WORK TASK → Please find every line in the records below that contains the word "faucet", and copy it.

··· DATA FOR THIS TASK

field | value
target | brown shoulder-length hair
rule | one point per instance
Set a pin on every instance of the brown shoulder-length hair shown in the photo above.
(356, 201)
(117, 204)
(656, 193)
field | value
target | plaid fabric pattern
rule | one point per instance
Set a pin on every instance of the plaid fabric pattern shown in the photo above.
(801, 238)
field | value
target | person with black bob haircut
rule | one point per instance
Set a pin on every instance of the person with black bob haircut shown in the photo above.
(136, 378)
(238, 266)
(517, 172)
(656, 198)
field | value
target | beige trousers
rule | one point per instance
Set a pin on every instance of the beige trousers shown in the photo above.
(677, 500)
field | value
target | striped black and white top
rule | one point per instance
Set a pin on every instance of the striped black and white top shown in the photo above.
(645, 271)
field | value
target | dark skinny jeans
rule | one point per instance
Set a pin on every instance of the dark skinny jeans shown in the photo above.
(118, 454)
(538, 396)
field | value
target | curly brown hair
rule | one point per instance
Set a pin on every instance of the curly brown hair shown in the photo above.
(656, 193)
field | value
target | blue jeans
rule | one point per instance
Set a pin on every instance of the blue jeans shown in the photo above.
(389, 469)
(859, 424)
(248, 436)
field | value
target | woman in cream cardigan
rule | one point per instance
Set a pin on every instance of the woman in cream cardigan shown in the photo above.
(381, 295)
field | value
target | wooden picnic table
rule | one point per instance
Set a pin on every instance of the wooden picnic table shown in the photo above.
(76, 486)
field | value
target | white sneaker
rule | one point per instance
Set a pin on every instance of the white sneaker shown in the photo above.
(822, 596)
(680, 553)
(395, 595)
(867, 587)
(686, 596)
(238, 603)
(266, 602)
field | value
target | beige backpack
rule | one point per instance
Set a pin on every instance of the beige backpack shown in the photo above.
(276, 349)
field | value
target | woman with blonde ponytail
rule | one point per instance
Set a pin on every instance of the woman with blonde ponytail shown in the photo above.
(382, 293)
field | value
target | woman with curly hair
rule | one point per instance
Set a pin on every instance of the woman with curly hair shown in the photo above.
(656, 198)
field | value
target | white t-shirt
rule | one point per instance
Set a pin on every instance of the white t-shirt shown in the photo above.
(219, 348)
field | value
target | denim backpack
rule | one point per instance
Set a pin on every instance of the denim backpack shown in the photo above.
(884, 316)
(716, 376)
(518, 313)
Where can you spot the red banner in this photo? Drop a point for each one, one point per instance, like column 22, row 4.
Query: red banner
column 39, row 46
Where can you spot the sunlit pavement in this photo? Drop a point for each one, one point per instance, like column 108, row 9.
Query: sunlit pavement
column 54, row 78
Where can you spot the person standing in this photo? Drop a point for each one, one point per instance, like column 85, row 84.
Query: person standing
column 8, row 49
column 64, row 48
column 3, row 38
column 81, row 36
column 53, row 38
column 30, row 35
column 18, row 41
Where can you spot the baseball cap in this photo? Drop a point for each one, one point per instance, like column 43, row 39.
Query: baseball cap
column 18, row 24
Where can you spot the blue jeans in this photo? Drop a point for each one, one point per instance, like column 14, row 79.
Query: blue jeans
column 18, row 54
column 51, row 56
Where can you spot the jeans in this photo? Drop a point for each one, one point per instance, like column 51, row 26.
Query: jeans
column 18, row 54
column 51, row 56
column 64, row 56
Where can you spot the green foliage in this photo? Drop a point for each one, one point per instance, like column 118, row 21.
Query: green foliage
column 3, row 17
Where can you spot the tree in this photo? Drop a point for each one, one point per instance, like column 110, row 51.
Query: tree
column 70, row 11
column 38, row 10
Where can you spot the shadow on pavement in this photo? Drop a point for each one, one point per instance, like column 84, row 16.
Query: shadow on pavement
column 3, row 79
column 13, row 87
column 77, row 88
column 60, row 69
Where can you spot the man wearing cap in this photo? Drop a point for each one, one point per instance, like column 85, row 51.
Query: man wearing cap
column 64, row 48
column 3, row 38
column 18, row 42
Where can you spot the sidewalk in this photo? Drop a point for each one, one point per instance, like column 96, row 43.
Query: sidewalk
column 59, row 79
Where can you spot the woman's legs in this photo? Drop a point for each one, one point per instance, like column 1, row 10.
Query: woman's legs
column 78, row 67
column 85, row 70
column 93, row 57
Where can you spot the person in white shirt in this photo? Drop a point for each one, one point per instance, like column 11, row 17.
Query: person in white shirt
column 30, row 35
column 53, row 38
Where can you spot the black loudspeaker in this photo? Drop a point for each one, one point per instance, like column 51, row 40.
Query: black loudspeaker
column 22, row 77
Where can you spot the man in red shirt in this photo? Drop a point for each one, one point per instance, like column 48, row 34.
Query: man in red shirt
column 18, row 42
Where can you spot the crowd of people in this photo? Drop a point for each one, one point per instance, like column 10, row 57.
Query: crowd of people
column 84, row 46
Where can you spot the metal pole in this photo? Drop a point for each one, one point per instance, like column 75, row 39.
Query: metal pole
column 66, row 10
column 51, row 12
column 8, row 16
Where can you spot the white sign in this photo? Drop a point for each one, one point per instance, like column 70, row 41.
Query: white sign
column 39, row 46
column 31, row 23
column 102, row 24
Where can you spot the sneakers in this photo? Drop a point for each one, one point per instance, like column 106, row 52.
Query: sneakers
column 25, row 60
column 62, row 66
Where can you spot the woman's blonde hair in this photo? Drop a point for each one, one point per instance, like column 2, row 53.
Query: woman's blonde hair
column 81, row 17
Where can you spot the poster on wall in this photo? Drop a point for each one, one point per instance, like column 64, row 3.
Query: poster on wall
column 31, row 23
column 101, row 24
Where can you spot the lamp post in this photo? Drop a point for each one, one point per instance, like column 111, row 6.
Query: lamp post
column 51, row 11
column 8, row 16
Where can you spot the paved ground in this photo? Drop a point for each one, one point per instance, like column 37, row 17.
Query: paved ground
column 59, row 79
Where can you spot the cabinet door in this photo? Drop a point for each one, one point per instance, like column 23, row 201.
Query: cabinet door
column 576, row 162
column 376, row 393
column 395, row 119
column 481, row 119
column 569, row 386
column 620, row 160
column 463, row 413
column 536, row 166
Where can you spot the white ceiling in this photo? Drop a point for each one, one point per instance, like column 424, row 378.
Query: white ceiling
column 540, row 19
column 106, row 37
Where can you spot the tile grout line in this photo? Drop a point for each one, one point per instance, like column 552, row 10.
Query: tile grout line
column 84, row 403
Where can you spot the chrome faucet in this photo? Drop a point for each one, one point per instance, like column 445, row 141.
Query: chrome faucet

······

SOLUTION TO THIS TASK →
Where can you spot the chrome faucet in this photo? Drop a point for each one, one point per instance, like column 445, row 141.
Query: chrome faucet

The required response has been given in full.